• Source extract
— begin —

9.2.3.1.2 Compliance Testing
Compliance testing is very system design specific. Properly designing the system and configuring the TMDS181
can help pass compliance for a system. The following information is a starting point to help prepare for
compliance testing. As each system is different there are many features in the TMDS181 to help tune the circuit.
These include fixed RX equalization, adaptive RX equalization, VOD adjust by several methods, pre-emphasis/de-
emphasis, and source termination. Passing both HDMI2.0a and HDMI1.4b compliance is easier to accomplish
when using I2C as this provides more fine tuning capability.

— end —

• Information provided

— begin —

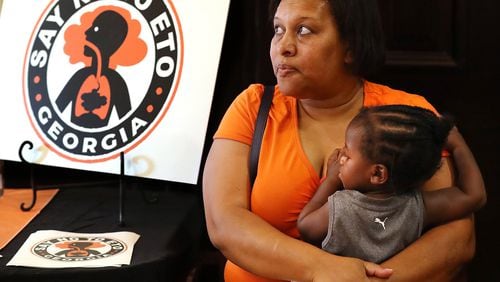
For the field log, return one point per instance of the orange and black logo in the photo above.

— end —

• Directions
(a) In the compliance testing excerpt, what makes it easier to pass both HDMI2.0a and HDMI1.4b compliance?
(b) From the compliance testing excerpt, copy the passage starting with "These include fixed" and going on through "fine tuning capability.".

• Outputs for the tasks
(a) Using I2C, which provides more fine tuning capability.

(b)
These include fixed RX equalization, adaptive RX equalization, VOD adjust by several methods, pre-emphasis/de-
emphasis, and source termination. Passing both HDMI2.0a and HDMI1.4b compliance is easier to accomplish
when using I2C as this provides more fine tuning capability.